Region pointing data
---
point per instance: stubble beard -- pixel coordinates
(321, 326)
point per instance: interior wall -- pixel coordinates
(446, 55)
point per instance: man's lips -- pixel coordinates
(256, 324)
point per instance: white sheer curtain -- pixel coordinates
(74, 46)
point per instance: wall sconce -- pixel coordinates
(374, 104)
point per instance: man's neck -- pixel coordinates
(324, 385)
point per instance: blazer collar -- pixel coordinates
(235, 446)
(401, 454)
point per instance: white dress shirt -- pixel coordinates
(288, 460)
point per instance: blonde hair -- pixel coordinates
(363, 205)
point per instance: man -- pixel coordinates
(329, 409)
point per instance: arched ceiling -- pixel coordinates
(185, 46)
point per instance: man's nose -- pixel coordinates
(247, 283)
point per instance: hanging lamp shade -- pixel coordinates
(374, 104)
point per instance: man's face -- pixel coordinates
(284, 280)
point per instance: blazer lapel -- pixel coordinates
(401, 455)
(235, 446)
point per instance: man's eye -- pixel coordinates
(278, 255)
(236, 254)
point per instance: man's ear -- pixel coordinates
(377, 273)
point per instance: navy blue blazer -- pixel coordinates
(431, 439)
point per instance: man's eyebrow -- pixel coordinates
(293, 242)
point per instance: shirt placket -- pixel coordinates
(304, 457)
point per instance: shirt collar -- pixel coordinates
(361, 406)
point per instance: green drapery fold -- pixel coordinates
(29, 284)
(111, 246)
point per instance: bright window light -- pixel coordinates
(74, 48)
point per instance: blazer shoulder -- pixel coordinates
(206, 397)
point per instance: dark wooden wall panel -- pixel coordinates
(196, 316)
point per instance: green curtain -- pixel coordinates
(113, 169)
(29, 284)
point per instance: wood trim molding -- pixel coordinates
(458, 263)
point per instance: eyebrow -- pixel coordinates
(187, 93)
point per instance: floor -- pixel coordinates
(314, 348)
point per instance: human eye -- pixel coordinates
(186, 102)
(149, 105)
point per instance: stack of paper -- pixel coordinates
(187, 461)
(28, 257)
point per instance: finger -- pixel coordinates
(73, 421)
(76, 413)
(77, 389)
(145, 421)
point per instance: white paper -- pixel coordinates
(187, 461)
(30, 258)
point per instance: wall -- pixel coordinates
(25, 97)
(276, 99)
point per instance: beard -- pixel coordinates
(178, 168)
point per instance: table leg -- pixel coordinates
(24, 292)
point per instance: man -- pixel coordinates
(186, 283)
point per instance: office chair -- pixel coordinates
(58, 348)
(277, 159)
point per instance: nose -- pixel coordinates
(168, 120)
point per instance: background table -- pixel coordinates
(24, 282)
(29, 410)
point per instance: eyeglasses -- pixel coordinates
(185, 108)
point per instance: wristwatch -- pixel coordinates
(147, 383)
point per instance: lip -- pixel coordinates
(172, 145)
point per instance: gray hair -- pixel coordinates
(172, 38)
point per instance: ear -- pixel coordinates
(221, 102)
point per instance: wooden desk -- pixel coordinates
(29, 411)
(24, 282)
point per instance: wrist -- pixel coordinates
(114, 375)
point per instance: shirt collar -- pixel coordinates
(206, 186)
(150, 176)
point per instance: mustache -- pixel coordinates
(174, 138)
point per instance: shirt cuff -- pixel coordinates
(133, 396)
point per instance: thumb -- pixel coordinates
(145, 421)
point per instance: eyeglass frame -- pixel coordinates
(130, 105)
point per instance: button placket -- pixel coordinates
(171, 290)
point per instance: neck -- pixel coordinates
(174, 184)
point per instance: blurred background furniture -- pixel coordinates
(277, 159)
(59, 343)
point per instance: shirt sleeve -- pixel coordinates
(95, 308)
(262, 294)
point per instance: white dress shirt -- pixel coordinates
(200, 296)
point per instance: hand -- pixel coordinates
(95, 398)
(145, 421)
---
* Required action
Lines from the one containing "point per instance: shirt sleeve" to the last line above, both included: copy these exactly and write nothing else.

* Answer for the task
point per instance: shirt sleeve -- pixel coordinates
(95, 308)
(262, 294)
point per instance: white dress shirt -- pixel coordinates
(200, 296)
point per instance: hand -- pixel coordinates
(95, 398)
(145, 421)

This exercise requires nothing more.